= Text shown =
□ □ □ □ □ □ □
A childhood with 3 mothers

I had 3 mothers.  This is how it came about.  My mother, Marion, gave birth to me in 1932.  She and my father were living in Washington, DC. They were both economists, trained at the London School of Economics. I think he was looking for a job with the government in the depth of the depression.

 

For a while when I was a baby Marion, a New Zealander, had to stay with some rich relations of my father because he was unemployed and they had no money.  When the rich lady of the house handed her a bar of yellow soap saying, “This is to wash the baby’s diapers,” my mother got my father to send a telegram saying “Come home at once”. 

 

My father was a gentle man, but distant and cerebral.  My mother needed passion.  When I was 3 she went off with a passionate Canadian named Ben. 

 

At the age of 3 I was sent to live with my father’s younger sister, Clare, and her new husband, Bart, in Andover, Massachusetts.  I stayed there for a year. Clare and Bart lived in the summer “cottage” that belonged to his parents.  Although his family was rich, his own money had been invested unwisely and he lost the lot in the crash.  He was the director of an art gallery, a job with a nice title but not much salary.  The household was sustained with cash infusions from his parents who had retired to a date farm in Indio, California.

 

The “cottage” had 3 floors and about 10 bedrooms.  There was a grand winding stairway leading upstairs from the spacious entry, and a back stair for servants. There were 3 servant’s bedrooms, but by the 30’s there was only a cook, Mary Stanton. 

 

My uncle’s sister’s money was better invested, and she had built a big new house on adjoining property.  We called that “the other house” as in: “Where are you going?”  “To the other house.” 

 

Between the 2 houses there was a path, a chicken yard and a big chicken coop.  Pigs were raised in the barn, where there was a work horse, and where my uncle kept his car.  He always drove a convertible in those days.  There was an apple orchard down the hill from the house, and near it an old tennis court all grown up with weeds.
□ □ □ □ □ □ □
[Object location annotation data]

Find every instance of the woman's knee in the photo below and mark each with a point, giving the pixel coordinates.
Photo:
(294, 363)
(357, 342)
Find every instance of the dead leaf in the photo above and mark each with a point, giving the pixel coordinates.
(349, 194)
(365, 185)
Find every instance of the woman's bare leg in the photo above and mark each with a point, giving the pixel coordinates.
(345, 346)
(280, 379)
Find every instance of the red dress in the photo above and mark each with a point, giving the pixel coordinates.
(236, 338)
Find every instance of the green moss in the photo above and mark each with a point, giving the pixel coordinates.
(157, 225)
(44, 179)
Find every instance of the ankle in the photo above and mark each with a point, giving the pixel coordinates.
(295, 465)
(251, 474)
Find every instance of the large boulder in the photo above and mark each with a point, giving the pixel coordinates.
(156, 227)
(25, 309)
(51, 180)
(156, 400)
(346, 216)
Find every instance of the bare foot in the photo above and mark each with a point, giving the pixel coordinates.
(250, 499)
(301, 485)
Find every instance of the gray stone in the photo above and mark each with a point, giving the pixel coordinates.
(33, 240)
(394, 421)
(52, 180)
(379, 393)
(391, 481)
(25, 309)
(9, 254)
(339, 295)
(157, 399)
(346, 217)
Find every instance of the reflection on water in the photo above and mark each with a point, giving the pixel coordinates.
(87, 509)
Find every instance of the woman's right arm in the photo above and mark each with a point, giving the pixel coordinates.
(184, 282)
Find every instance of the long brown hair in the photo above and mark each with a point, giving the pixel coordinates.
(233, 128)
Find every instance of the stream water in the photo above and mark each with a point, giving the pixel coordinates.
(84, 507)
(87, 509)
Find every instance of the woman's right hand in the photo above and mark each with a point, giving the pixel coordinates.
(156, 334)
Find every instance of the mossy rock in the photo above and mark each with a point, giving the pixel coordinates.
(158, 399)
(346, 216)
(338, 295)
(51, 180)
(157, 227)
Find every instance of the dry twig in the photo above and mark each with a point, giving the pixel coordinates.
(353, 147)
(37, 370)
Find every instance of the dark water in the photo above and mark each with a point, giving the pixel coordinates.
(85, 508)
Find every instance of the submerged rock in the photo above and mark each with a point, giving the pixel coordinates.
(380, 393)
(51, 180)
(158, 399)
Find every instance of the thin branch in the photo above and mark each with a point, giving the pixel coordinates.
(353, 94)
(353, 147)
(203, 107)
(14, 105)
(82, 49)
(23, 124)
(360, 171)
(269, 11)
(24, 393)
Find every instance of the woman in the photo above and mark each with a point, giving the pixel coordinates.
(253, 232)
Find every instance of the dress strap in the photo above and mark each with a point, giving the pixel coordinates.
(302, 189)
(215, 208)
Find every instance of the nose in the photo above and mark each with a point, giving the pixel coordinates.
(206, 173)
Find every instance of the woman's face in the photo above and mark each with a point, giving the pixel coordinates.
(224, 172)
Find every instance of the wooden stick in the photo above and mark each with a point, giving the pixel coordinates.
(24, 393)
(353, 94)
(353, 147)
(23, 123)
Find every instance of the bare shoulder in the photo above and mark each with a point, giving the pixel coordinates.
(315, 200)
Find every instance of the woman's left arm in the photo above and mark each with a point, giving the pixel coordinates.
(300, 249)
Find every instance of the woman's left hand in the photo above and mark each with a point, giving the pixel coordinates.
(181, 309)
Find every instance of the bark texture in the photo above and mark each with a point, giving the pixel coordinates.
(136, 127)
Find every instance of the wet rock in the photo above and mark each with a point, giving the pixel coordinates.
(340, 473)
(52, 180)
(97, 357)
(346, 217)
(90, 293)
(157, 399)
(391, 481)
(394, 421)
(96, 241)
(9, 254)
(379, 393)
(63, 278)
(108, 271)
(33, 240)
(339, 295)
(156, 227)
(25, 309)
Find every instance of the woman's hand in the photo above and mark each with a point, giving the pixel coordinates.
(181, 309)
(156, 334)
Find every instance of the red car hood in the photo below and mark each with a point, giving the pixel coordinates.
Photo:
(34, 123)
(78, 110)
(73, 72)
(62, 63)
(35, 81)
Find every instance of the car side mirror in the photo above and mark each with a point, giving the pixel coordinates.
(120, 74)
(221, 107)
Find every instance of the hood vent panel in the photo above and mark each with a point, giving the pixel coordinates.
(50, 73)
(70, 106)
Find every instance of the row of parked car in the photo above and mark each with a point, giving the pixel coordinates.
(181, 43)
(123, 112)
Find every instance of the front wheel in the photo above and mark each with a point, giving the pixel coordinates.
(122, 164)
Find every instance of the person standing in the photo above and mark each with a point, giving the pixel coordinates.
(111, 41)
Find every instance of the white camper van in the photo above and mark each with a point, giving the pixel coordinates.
□ □ □ □ □ □ □
= What to work on =
In the text about a childhood with three mothers, who was the only servant left in the "cottage" by the 1930s?

= Answer to this task =
Mary Stanton, the cook.